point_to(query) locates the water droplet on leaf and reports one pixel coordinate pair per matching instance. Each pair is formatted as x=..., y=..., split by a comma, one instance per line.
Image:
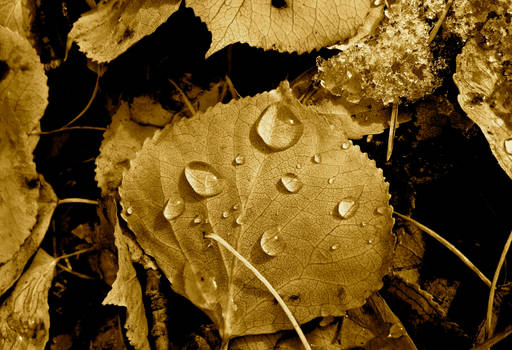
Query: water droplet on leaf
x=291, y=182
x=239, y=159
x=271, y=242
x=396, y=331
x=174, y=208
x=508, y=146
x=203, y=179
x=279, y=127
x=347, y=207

-.-.-

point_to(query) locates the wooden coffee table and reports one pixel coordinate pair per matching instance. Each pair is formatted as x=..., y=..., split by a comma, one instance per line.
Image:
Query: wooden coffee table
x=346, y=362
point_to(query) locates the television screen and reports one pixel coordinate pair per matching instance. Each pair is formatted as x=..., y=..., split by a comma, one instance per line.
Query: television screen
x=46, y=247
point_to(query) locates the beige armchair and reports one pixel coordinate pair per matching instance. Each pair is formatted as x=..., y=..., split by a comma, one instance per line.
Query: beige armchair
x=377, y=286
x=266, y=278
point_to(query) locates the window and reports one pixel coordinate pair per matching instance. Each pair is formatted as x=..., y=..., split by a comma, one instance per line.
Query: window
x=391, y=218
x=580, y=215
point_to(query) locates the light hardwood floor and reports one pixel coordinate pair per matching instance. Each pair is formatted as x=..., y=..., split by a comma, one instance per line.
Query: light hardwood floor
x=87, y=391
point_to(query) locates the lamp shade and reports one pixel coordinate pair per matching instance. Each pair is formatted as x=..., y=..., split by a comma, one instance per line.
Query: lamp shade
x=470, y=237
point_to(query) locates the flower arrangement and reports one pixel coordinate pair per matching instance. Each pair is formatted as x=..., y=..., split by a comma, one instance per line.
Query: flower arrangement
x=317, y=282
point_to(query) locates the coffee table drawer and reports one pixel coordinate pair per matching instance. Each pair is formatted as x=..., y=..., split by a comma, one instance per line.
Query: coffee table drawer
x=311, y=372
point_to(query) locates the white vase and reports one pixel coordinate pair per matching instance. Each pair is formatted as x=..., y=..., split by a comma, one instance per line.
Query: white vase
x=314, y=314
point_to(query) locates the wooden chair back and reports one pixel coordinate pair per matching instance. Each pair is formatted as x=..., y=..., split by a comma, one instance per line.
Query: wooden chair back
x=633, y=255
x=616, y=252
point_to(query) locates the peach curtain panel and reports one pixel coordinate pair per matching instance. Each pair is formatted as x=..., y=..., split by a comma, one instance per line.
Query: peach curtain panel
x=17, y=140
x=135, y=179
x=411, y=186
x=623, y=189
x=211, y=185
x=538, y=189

-.-.-

DIRECTIONS
Please rescale everything from the line containing "point_to(query) locates the peach" down to the line containing "x=538, y=189" by multiplying each x and y coordinate in the answers by 0.55 and rounding to whole numbers, with halves going up. Return only those lines, with the requests included and left unchanged.

RESULT BELOW
point_to(query) locates the peach curtain panel and reports one pixel coordinate pair per matching instance. Each pair is formatted as x=..., y=..., split by a comma, one instance per line.
Query: peach curtain panel
x=9, y=77
x=74, y=98
x=226, y=102
x=343, y=104
x=116, y=102
x=296, y=104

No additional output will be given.